* Aim *
Restate the data below word for word. Skip any images it contains.

[Excerpts from segmentation records]
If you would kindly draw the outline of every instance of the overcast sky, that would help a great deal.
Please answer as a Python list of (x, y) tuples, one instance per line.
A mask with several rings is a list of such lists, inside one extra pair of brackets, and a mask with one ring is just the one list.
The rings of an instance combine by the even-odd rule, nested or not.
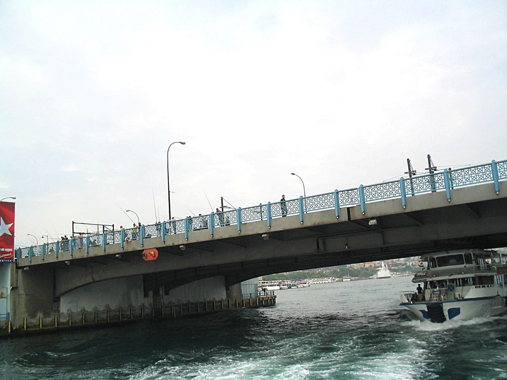
[(0, 199), (25, 246), (166, 218), (173, 141), (180, 217), (504, 160), (506, 57), (504, 0), (2, 0)]

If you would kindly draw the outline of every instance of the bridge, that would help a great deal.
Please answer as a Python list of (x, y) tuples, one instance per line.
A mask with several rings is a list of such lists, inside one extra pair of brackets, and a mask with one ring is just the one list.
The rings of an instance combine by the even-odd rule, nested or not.
[(272, 273), (506, 246), (505, 179), (492, 161), (18, 249), (11, 312), (241, 298)]

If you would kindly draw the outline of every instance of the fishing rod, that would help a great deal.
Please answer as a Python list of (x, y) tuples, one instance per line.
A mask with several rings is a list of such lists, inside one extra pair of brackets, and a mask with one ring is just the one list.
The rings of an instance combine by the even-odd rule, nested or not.
[(202, 192), (204, 193), (204, 196), (206, 197), (206, 200), (208, 201), (208, 204), (209, 205), (209, 208), (211, 209), (211, 212), (213, 212), (213, 207), (211, 206), (211, 204), (209, 202), (209, 200), (208, 199), (208, 196), (206, 195), (206, 192), (204, 191), (204, 189), (202, 189)]
[(153, 186), (152, 186), (152, 194), (153, 195), (153, 209), (155, 212), (155, 223), (156, 223), (158, 219), (157, 219), (157, 207), (155, 206), (155, 193), (153, 191)]

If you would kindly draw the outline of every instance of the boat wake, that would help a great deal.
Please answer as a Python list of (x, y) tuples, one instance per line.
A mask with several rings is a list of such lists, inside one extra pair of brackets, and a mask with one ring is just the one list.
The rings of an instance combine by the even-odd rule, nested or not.
[(420, 321), (419, 320), (408, 321), (401, 323), (402, 326), (410, 326), (421, 331), (442, 331), (450, 329), (461, 327), (463, 326), (482, 325), (495, 321), (501, 320), (504, 323), (507, 321), (507, 316), (497, 317), (478, 317), (467, 320), (446, 321), (442, 323), (433, 323), (429, 321)]

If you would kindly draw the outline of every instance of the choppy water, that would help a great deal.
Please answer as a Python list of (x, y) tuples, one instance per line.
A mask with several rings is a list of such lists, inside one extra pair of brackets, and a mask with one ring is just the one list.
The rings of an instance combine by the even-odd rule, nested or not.
[(410, 277), (276, 292), (271, 308), (0, 340), (0, 379), (507, 379), (505, 317), (431, 324)]

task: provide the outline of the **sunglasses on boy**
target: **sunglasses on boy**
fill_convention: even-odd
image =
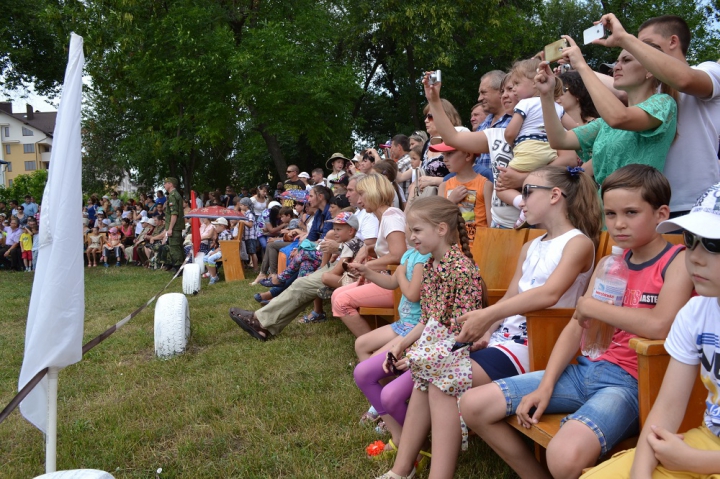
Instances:
[[[720,254],[720,239],[703,238],[685,230],[683,231],[683,240],[690,251],[694,250],[698,243],[701,243],[708,253]]]
[[[527,197],[530,196],[530,193],[532,190],[552,190],[555,188],[554,186],[542,186],[542,185],[523,185],[522,189],[522,195],[523,195],[523,201],[527,201]],[[567,198],[567,195],[564,192],[560,192],[563,197]]]

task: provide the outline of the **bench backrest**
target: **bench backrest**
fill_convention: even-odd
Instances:
[[[488,289],[490,304],[500,299],[515,273],[522,246],[527,241],[527,229],[505,230],[478,228],[471,248]]]

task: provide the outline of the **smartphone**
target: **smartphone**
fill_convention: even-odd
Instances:
[[[450,349],[451,353],[454,353],[458,349],[466,348],[468,346],[472,346],[472,343],[455,343],[453,344],[453,347]]]
[[[605,37],[605,26],[602,24],[593,25],[583,31],[583,41],[585,45],[592,43],[593,40],[599,40]]]
[[[397,362],[397,358],[393,353],[388,351],[387,360],[390,363],[390,370],[393,372],[393,374],[400,375],[402,374],[402,371],[400,371],[398,368],[395,367],[395,363]]]
[[[562,58],[563,48],[569,47],[570,44],[564,38],[549,45],[545,45],[545,61],[556,62]]]

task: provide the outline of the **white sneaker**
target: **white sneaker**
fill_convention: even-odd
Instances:
[[[408,474],[407,476],[401,476],[400,474],[395,474],[394,472],[392,472],[392,469],[391,469],[388,472],[386,472],[385,474],[383,474],[382,476],[379,476],[375,479],[412,479],[413,477],[415,477],[415,468],[414,467],[413,467],[413,470],[410,471],[410,474]]]

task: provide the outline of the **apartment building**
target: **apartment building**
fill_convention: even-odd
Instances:
[[[18,175],[50,166],[52,135],[57,112],[13,112],[12,103],[0,102],[0,184],[12,186]]]

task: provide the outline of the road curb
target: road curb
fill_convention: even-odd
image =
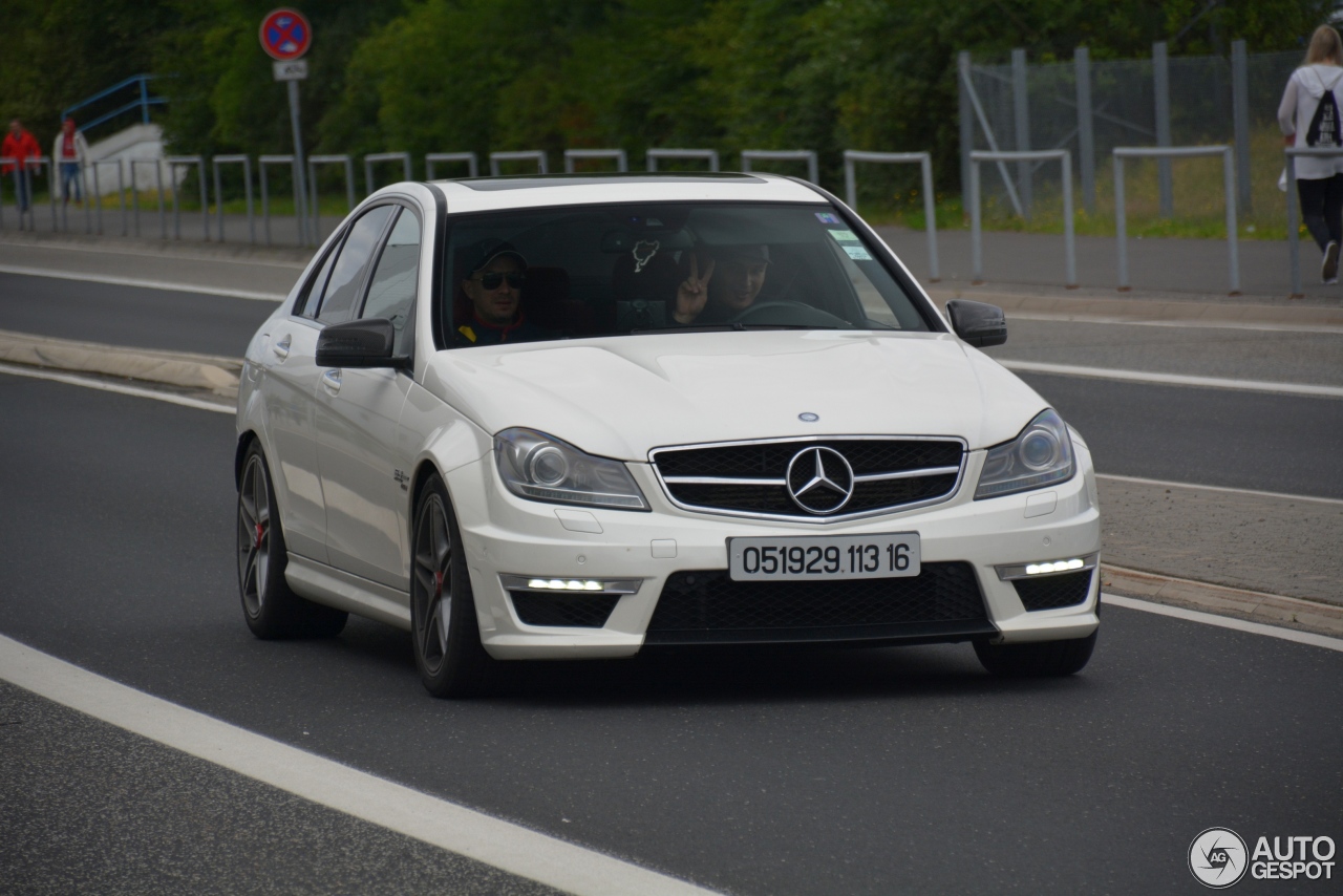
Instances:
[[[99,373],[238,399],[239,357],[122,348],[0,330],[0,361],[48,369]]]
[[[1101,590],[1264,625],[1343,637],[1343,607],[1101,564]]]

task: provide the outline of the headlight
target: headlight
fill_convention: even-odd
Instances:
[[[500,477],[513,494],[532,501],[647,510],[649,504],[619,461],[584,454],[535,430],[494,437]]]
[[[975,500],[1062,482],[1076,469],[1068,426],[1054,411],[1044,411],[1015,439],[988,449]]]

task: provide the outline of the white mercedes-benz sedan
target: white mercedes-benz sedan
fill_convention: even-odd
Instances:
[[[262,638],[356,613],[435,696],[502,660],[971,642],[1070,674],[1091,454],[851,210],[768,175],[369,196],[247,348],[238,572]]]

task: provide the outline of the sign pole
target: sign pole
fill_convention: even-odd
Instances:
[[[294,218],[298,222],[298,240],[308,246],[308,185],[304,172],[304,132],[298,124],[298,82],[289,82],[289,120],[294,125]]]
[[[273,9],[261,20],[261,48],[275,60],[275,81],[289,82],[289,121],[294,128],[294,224],[298,244],[312,244],[308,232],[308,184],[304,172],[304,130],[298,118],[298,82],[308,77],[308,63],[302,60],[313,42],[313,28],[297,9]],[[262,185],[266,184],[265,177]],[[313,199],[316,208],[316,197]],[[312,236],[317,228],[313,227]]]

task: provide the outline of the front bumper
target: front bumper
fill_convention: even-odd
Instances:
[[[1099,571],[1091,575],[1081,603],[1046,610],[1027,610],[1015,584],[998,575],[999,567],[1091,556],[1100,551],[1100,513],[1091,457],[1081,445],[1076,451],[1078,473],[1072,480],[984,501],[972,500],[984,459],[984,451],[974,451],[959,492],[948,501],[831,525],[682,510],[667,500],[651,467],[638,463],[629,466],[653,508],[650,513],[579,512],[577,508],[518,498],[500,484],[493,455],[454,470],[447,477],[447,486],[471,575],[481,641],[490,656],[500,660],[638,653],[667,578],[677,572],[727,570],[727,539],[735,536],[916,531],[924,564],[964,563],[972,568],[988,622],[974,637],[1017,643],[1082,638],[1099,625]],[[1049,506],[1046,496],[1050,494],[1053,509],[1041,512],[1042,505]],[[1027,501],[1030,517],[1026,516]],[[634,582],[638,590],[612,595],[610,615],[598,614],[606,619],[602,627],[526,625],[501,576],[584,583],[588,590],[572,594],[590,604],[596,592],[586,583]],[[516,584],[516,579],[508,580]],[[830,637],[798,635],[791,639],[847,639],[838,630]],[[916,639],[959,641],[966,637],[948,630],[940,635],[929,631]]]

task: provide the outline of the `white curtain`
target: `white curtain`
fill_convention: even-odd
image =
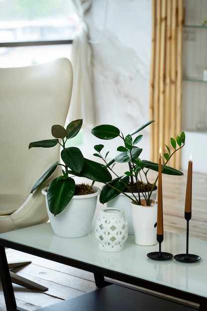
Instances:
[[[83,127],[92,128],[95,124],[91,50],[85,16],[93,0],[72,0],[82,27],[74,38],[71,62],[73,69],[73,85],[68,119],[83,119]]]

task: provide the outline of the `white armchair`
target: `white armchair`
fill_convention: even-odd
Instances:
[[[0,69],[0,233],[48,220],[41,189],[30,192],[58,159],[60,148],[32,152],[28,146],[37,138],[51,138],[54,124],[65,125],[72,77],[71,63],[65,58]],[[58,170],[55,174],[61,168]]]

* Written reply *
If you would kindly draw the outline of every instance of the overcast sky, that would help a great deal.
Please answer as a Python list of (x, y) tuples, one instance per line.
A mask with several rings is a list of such lists, inside one extra pair of brackets, and a mask with one ring is just the one list.
The rings of an instance combine by the even-odd rule, nested or not.
[(0, 199), (25, 246), (166, 218), (173, 141), (180, 217), (504, 160), (506, 57), (504, 0), (2, 0)]

If you would kindly draw the outline of every instance of the bridge, that would help a great deal.
Please answer as a Python list of (x, y) tuples, one instance per line.
A mask with several rings is a list of such lists, inside one extra pair of brackets, and a mask with one ring is just the one list.
The rings of an instance combine by the even-odd rule, nested or not.
[(272, 273), (506, 246), (505, 179), (492, 161), (18, 249), (11, 312), (241, 298)]

If you would kindly draw the outline of every instance of the fishing rod, that would help a great deal.
Please answer as a Python list of (x, y) tuples, one instance per line.
A mask with several rings is a list of such lists, inside one extra pair of brackets, and a mask with one ring is just the one list.
The rings of an instance combine by the even-odd rule, nested or not.
[(202, 192), (204, 193), (204, 196), (206, 197), (206, 200), (208, 201), (208, 204), (209, 205), (209, 208), (211, 209), (211, 212), (213, 212), (213, 207), (211, 206), (211, 204), (209, 202), (209, 200), (208, 199), (208, 196), (206, 195), (206, 192), (204, 191), (204, 189), (202, 189)]
[(153, 186), (152, 186), (152, 194), (153, 195), (153, 209), (155, 212), (155, 223), (156, 223), (158, 219), (157, 219), (157, 207), (155, 206), (155, 193), (153, 191)]

If you would kindly draw the outline of every instance of the boat wake, that would help a great deal.
Please answer as a Python list of (x, y) tuples, one instance per line.
A mask with several rings is a list of such lists, inside one extra pair of brackets, and a mask with one ring is just the one list.
The rings of an instance combine by the even-odd rule, nested or not.
[(420, 321), (419, 320), (408, 321), (401, 323), (402, 326), (410, 326), (421, 331), (442, 331), (450, 329), (461, 327), (463, 326), (482, 325), (495, 321), (501, 320), (504, 323), (507, 321), (507, 316), (497, 317), (478, 317), (467, 320), (446, 321), (442, 323), (433, 323), (429, 321)]

If you would kindly draw the outline of every instance of the choppy water, that would help a great deal.
Please answer as a Python list of (x, y) tuples, one instance per line.
A mask with several rings is a list of such lists, inside one extra pair of brackets, and a mask with one ring is just the one list.
The rings of an instance combine by the even-odd rule, nested or not.
[(410, 277), (276, 292), (271, 308), (0, 340), (0, 379), (507, 379), (505, 317), (431, 324)]

task: provide the outline of the **sunglasses on boy**
target: **sunglasses on boy**
fill_convention: even-odd
image =
Instances:
[[[720,254],[720,239],[703,238],[685,230],[683,231],[683,240],[690,251],[694,250],[698,243],[701,243],[708,253]]]
[[[527,197],[530,196],[530,193],[532,190],[552,190],[555,188],[554,186],[542,186],[542,185],[523,185],[522,189],[522,195],[523,195],[523,201],[527,201]],[[567,198],[567,195],[564,192],[560,192],[563,197]]]

task: provide the outline of the **bench backrest**
target: **bench backrest**
fill_convention: even-odd
Instances:
[[[488,289],[490,304],[500,299],[515,273],[522,246],[527,241],[527,229],[505,230],[478,228],[471,248]]]

task: provide the outline of the **smartphone**
target: **smartphone**
fill_convention: even-odd
Instances:
[[[450,349],[451,353],[454,353],[458,349],[466,348],[468,346],[472,346],[472,343],[455,343],[453,344],[453,347]]]
[[[605,37],[605,26],[602,24],[593,25],[583,31],[583,41],[585,45],[592,43],[593,40],[599,40]]]
[[[397,362],[397,358],[393,353],[388,351],[387,360],[390,363],[390,370],[393,372],[393,374],[400,375],[402,374],[402,371],[400,371],[398,368],[395,367],[395,363]]]
[[[562,58],[563,48],[569,47],[570,44],[564,38],[549,45],[545,45],[545,61],[556,62]]]

task: provide the outline of the **white sneaker**
target: **white sneaker**
fill_convention: even-odd
Instances:
[[[408,474],[407,476],[401,476],[400,474],[395,474],[394,472],[392,472],[392,469],[391,469],[388,472],[386,472],[385,474],[383,474],[382,476],[379,476],[375,479],[412,479],[413,477],[415,477],[415,468],[414,467],[413,467],[413,470],[410,471],[410,474]]]

task: provide the outline of the **apartment building**
target: **apartment building**
fill_convention: even-odd
Instances:
[[[18,175],[50,166],[52,135],[57,112],[13,112],[12,103],[0,102],[0,184],[12,186]]]

task: provide the outline of the road curb
target: road curb
fill_convention: even-odd
image =
Instances:
[[[99,373],[238,399],[239,357],[122,348],[0,330],[0,361],[48,369]]]
[[[1101,590],[1264,625],[1343,637],[1343,607],[1101,564]]]

task: provide the outline of the headlight
target: headlight
fill_convention: even-odd
Instances:
[[[500,477],[513,494],[532,501],[647,510],[649,504],[619,461],[584,454],[535,430],[494,437]]]
[[[975,500],[1062,482],[1076,469],[1068,426],[1054,411],[1044,411],[1015,439],[988,449]]]

task: provide the outline of the white mercedes-benz sedan
target: white mercedes-benz sedan
fill_convention: even-odd
Instances:
[[[262,638],[356,613],[435,696],[502,660],[971,642],[1070,674],[1091,454],[851,210],[768,175],[369,196],[247,348],[238,572]]]

task: provide the outline of the sign pole
target: sign pole
fill_convention: even-odd
Instances:
[[[294,218],[298,222],[298,240],[308,246],[308,185],[304,172],[304,132],[298,124],[298,82],[289,82],[289,120],[294,125]]]
[[[273,9],[261,20],[261,48],[275,60],[275,81],[289,82],[289,121],[294,128],[294,224],[298,244],[312,244],[308,232],[308,184],[304,172],[304,130],[298,118],[298,82],[308,77],[308,63],[302,60],[313,42],[313,28],[297,9]],[[262,185],[266,184],[265,177]],[[313,199],[316,208],[316,197]],[[312,236],[317,228],[313,227]]]

task: provide the outline of the front bumper
target: front bumper
fill_convention: even-odd
Instances:
[[[1099,571],[1091,575],[1081,603],[1046,610],[1027,610],[1015,584],[998,575],[999,567],[1091,556],[1100,551],[1100,513],[1091,457],[1081,445],[1076,451],[1078,473],[1072,480],[984,501],[972,500],[984,459],[984,451],[974,451],[959,492],[948,501],[831,525],[682,510],[667,500],[651,467],[638,463],[629,466],[653,508],[650,513],[579,512],[577,508],[518,498],[500,484],[493,455],[454,470],[447,477],[447,486],[471,575],[481,641],[490,656],[500,660],[638,653],[667,578],[677,572],[727,570],[727,539],[735,536],[916,531],[924,564],[964,563],[972,568],[988,622],[974,637],[1017,643],[1082,638],[1099,625]],[[1049,506],[1046,496],[1050,494],[1053,509],[1041,512],[1042,505]],[[1027,501],[1030,517],[1026,516]],[[634,582],[638,590],[612,595],[610,615],[598,614],[606,619],[602,627],[526,625],[501,576],[584,583],[588,590],[572,594],[590,604],[596,592],[586,583]],[[516,584],[516,579],[508,580]],[[830,637],[798,635],[791,639],[847,639],[838,630]],[[916,639],[959,641],[966,637],[948,630],[940,635],[929,631]]]

task: provide the outline of the `white curtain`
target: `white curtain`
fill_convention: even-odd
image =
Instances:
[[[83,127],[92,128],[95,124],[91,50],[85,16],[93,0],[72,0],[82,27],[74,38],[71,62],[73,69],[73,85],[68,119],[83,119]]]

task: provide the outline of the `white armchair`
target: `white armchair`
fill_convention: even-odd
Instances:
[[[0,69],[0,233],[48,220],[41,189],[30,192],[58,159],[60,148],[32,152],[28,146],[37,138],[51,138],[54,124],[65,125],[72,77],[71,63],[65,58]],[[58,170],[55,174],[61,168]]]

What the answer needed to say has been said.